Start of RECORDED INFORMATION
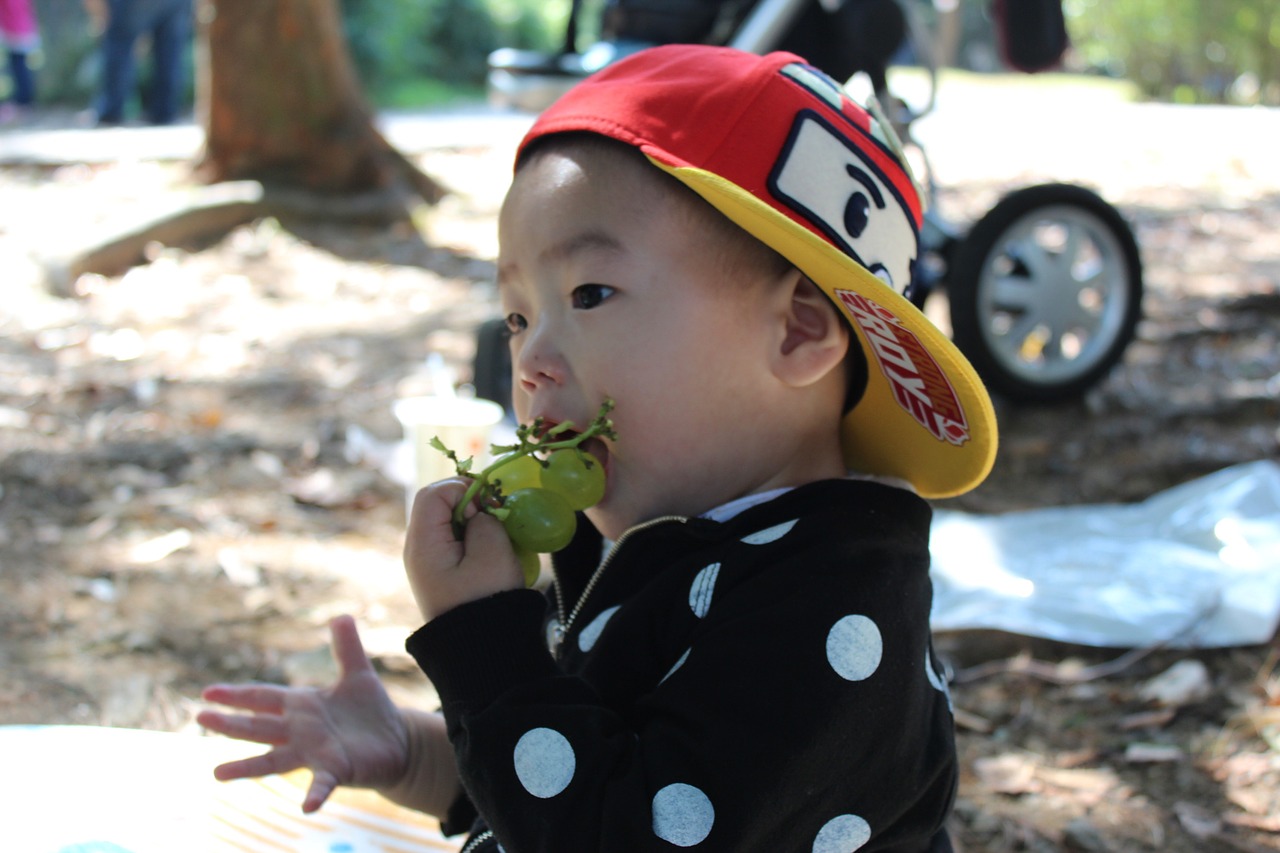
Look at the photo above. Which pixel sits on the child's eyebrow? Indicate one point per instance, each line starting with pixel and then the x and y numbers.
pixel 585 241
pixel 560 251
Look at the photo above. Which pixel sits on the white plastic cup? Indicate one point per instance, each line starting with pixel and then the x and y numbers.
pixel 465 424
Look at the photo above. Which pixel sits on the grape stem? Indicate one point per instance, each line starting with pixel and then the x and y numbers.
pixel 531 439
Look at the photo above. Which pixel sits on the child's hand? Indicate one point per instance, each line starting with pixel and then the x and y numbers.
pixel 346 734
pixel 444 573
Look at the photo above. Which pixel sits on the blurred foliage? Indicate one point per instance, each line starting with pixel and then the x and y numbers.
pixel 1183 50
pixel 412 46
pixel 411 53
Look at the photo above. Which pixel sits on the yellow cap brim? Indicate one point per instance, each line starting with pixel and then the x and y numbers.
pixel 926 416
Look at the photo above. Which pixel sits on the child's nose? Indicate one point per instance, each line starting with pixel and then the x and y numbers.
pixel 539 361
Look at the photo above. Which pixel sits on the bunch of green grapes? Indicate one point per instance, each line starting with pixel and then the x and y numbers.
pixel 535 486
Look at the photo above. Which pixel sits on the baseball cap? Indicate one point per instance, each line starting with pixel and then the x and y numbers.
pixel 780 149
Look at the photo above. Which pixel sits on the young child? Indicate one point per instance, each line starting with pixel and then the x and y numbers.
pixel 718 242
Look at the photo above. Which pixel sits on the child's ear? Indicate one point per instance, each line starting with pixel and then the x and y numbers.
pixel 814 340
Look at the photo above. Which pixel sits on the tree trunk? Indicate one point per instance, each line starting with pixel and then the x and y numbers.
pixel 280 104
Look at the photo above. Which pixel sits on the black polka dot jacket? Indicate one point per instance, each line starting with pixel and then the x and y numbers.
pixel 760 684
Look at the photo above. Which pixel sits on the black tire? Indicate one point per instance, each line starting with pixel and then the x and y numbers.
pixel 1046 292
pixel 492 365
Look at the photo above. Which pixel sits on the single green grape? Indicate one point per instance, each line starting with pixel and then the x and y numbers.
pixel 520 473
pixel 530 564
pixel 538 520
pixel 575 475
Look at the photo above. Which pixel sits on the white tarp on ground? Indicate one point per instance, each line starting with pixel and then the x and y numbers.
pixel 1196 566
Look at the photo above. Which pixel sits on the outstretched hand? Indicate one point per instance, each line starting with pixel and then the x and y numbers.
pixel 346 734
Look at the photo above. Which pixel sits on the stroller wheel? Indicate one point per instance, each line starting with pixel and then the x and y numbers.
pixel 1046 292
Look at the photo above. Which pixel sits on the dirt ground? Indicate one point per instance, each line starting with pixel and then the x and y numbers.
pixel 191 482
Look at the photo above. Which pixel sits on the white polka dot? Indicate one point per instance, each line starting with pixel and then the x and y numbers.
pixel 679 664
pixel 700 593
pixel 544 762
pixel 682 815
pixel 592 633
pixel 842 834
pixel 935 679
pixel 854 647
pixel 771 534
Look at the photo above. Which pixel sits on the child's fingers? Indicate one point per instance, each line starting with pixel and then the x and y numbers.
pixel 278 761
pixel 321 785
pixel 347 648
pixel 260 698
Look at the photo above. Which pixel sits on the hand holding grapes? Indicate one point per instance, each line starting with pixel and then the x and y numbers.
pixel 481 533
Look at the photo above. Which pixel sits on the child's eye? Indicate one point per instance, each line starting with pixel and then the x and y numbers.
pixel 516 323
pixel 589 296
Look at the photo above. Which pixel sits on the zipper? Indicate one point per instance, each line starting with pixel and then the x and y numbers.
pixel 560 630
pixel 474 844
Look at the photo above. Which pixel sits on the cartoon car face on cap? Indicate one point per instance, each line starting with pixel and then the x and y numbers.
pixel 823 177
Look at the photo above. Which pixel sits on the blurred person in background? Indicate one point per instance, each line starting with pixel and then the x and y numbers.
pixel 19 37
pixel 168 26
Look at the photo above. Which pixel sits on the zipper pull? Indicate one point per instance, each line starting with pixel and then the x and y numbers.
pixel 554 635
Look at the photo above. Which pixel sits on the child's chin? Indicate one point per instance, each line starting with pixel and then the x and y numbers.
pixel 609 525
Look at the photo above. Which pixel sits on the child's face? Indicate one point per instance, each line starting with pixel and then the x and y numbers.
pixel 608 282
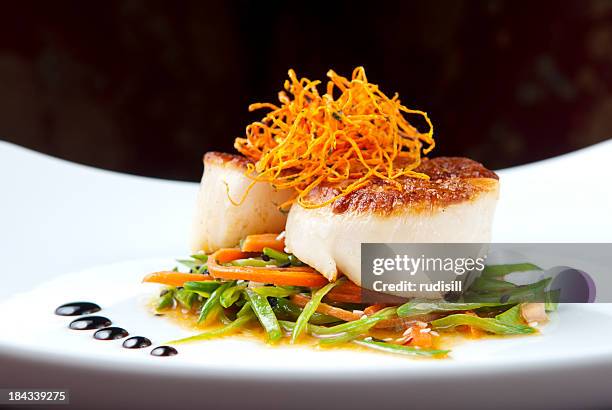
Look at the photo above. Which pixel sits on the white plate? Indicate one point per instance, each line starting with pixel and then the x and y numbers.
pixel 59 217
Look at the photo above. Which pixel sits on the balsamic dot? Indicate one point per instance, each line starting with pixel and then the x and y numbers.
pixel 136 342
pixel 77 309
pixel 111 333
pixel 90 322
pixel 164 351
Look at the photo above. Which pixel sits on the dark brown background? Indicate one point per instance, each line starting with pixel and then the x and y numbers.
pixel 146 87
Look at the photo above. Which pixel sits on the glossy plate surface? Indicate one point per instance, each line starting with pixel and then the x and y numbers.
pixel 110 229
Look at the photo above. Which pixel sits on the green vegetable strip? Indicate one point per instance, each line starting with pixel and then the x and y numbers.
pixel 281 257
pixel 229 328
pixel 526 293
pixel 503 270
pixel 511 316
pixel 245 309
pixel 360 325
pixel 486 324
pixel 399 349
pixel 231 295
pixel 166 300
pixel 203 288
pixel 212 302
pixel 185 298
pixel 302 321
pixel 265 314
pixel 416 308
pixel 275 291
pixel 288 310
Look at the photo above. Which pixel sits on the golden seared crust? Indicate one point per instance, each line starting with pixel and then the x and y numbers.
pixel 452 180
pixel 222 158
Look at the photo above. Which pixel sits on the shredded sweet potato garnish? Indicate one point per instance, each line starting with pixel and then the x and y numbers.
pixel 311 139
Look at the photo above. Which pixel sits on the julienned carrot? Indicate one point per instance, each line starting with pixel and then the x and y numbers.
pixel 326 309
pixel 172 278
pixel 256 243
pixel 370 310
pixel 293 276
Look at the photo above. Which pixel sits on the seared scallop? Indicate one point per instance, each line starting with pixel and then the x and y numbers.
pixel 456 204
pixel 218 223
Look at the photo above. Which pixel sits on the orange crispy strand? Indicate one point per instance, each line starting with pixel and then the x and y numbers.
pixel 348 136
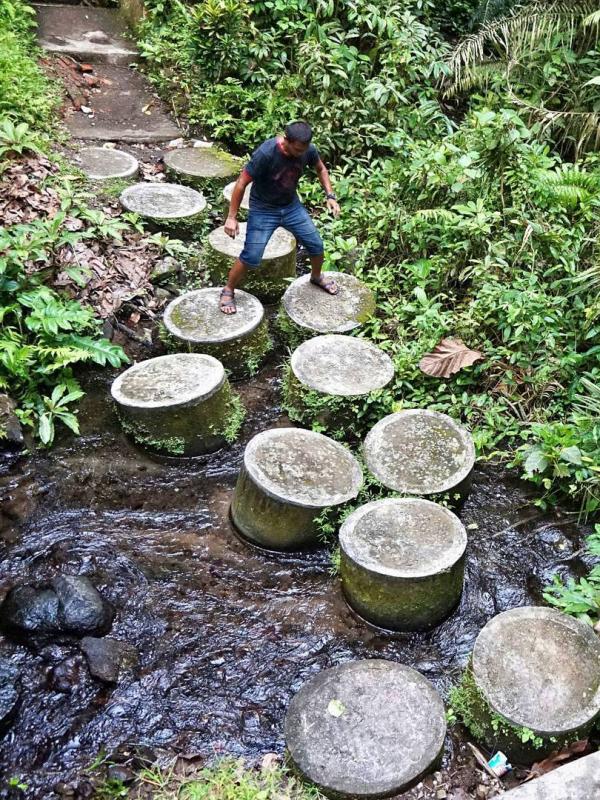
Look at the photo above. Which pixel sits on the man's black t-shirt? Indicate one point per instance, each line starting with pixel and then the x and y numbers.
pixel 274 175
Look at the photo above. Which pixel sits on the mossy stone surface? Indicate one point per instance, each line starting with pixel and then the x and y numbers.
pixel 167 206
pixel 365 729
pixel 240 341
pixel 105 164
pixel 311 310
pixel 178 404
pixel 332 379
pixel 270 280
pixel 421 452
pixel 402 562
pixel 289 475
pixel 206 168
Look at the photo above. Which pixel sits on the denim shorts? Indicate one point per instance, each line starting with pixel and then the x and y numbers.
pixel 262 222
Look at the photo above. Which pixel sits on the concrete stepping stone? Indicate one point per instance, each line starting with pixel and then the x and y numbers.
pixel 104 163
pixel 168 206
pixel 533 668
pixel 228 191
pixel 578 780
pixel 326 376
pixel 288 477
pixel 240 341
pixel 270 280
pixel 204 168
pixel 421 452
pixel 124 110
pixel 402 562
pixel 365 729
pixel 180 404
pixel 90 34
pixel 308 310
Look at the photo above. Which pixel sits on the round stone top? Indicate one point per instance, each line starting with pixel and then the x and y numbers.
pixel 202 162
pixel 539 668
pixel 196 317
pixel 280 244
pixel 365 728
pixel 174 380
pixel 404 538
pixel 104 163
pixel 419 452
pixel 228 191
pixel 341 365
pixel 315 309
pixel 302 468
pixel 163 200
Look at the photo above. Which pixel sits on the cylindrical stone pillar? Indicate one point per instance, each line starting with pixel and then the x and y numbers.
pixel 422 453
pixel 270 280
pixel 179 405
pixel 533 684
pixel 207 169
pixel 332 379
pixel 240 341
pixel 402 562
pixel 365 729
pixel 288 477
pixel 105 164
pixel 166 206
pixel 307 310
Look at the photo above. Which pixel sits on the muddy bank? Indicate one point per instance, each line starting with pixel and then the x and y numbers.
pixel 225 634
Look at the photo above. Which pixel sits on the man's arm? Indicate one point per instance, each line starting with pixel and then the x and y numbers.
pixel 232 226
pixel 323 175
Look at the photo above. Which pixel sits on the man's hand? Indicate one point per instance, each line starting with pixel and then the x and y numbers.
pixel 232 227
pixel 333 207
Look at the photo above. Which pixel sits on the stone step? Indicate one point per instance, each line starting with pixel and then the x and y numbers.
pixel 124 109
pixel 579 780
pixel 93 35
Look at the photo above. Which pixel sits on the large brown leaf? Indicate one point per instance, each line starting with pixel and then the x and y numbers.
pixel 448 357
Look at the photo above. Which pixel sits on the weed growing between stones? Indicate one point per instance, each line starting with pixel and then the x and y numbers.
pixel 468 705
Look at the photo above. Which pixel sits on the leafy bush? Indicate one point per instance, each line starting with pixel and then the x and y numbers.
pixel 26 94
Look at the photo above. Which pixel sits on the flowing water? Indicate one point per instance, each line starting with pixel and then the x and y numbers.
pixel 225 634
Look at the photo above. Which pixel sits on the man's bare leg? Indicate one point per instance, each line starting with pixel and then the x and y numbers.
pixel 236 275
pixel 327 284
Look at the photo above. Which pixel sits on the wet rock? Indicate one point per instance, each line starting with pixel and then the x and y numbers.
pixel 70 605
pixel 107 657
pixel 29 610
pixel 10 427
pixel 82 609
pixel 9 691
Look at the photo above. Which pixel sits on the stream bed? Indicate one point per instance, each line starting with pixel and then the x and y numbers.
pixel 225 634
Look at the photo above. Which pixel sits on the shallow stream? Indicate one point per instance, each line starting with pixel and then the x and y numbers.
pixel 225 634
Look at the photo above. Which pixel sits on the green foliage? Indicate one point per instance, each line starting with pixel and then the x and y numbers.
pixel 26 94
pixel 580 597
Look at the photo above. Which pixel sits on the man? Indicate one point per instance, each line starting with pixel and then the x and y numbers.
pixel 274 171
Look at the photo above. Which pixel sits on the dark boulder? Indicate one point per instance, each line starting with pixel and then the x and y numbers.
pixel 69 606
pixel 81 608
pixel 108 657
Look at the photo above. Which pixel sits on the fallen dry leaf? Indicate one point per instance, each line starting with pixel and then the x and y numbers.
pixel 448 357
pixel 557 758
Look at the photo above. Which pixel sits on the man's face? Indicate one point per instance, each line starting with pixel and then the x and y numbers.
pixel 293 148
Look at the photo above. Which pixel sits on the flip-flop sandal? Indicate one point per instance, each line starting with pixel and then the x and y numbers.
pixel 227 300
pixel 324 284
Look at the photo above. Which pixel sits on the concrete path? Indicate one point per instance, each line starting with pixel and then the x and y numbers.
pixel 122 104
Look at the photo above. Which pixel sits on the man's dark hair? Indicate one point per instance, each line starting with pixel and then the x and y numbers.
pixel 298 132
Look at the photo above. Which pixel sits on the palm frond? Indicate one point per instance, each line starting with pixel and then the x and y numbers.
End of RECORDED INFORMATION
WRITTEN INSTRUCTION — Rewrite the lines from the start through the line containing "pixel 560 251" as a Markdown table with the columns Row and Line. Number each row, skip blank lines, and leave out the pictures.

TASK ANSWER —
| Row | Line |
|---|---|
| 1 | Look at the photo above. Which pixel sits on the child's eyebrow? Indicate one point per instance, each line starting with pixel and then the x and y numbers. |
| 2 | pixel 585 241 |
| 3 | pixel 560 251 |